### Selected text:
===============
Does the US subsidize European healthcare?

In the debate over healthcare, those in favor of a public program often refer to the success of the European system. Well Atlantic blogger Megan McArdle offers up some thoughtful points on just what drives the difference between the two approaches.

Of particular note was this:
we're still driving quite a bit of product innovation. Our messy, organic, wasteful, unfair, irrational system allows experimentation, and they cherry pick the best results. If we stopped doing this, their system would stop looking so good.
I've often heard the argument that massive American defense spending during the Cold War, including direct spending on the defense of European nations, helped to make the modern European welfare state possible. We paid for much of their defense, allowing European governments to spend money on domestic welfare programs. This is the first time I have seen the argument that the innovative nature of our healthcare system improves the systems of other nations. In essence, they get to free ride on our R & D. It's an intriguing thought.
===============
### Given records:

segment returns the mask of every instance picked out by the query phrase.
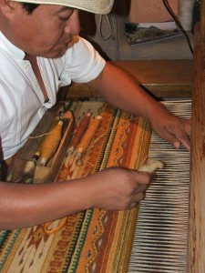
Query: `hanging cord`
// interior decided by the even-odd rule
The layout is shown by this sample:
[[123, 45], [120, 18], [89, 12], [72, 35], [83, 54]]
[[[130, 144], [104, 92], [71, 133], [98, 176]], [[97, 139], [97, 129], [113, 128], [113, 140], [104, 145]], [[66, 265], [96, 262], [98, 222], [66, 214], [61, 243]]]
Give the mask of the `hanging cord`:
[[174, 14], [174, 12], [172, 11], [169, 4], [168, 3], [168, 0], [162, 0], [163, 1], [163, 4], [166, 7], [166, 9], [168, 10], [168, 12], [169, 13], [169, 15], [172, 16], [172, 18], [175, 20], [176, 24], [178, 25], [178, 26], [179, 27], [179, 29], [181, 30], [181, 32], [183, 33], [183, 35], [185, 35], [186, 39], [187, 39], [187, 42], [188, 42], [188, 45], [190, 46], [190, 52], [191, 54], [193, 55], [193, 48], [191, 46], [191, 44], [190, 44], [190, 39], [187, 34], [187, 32], [184, 30], [183, 26], [181, 25], [180, 22], [179, 21], [178, 17], [176, 16], [176, 15]]
[[[106, 20], [107, 25], [108, 25], [109, 33], [105, 36], [102, 33], [103, 30], [103, 19]], [[109, 38], [115, 41], [115, 47], [116, 47], [116, 58], [117, 60], [119, 59], [119, 45], [118, 45], [118, 22], [114, 13], [109, 13], [108, 15], [103, 15], [99, 16], [98, 22], [98, 33], [99, 36], [102, 40], [107, 41]]]

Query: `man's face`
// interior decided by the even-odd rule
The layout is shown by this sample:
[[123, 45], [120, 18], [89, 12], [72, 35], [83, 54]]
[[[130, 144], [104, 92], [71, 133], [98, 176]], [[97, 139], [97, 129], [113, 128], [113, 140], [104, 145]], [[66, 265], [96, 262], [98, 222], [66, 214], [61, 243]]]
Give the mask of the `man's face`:
[[60, 5], [40, 5], [31, 15], [16, 3], [9, 22], [9, 40], [31, 56], [61, 56], [79, 33], [78, 11]]

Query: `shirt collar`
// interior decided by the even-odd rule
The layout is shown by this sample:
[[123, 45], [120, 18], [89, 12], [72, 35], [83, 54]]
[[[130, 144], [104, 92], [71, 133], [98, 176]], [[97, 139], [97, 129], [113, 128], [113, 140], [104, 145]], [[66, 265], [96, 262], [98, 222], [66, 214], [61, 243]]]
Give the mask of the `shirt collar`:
===============
### Your objective:
Continue the blog post on whether the United States subsidizes European healthcare, starting after its final sentence.

### Response to this task:
One of the things that I often wonder about healthcare research is how much of it is driven by the desire for commercial success, and how much is driven by other factors? Not necessarily altruistic ones, but matters of professional prestige and plain old ego. The chance to save thousands (or even millions) of lives through a new procedure or drug seems like a pretty powerful incentive for medical researchers. Though such an incentive may not be enough for the people paying the bills during the years of research necessary to create such a breakthrough.

It appears that Jonas Salk was more interested in finding a cure for polio than profiting from a cure for polio.

1 comment:

Dad29 said...

Well, the ideal is easy to capture: save lives AND make money doing it.

But if drug R&D dies as a result of "cutting expenses" in ObamaCare, we'll never know if lives could be saved in the first place.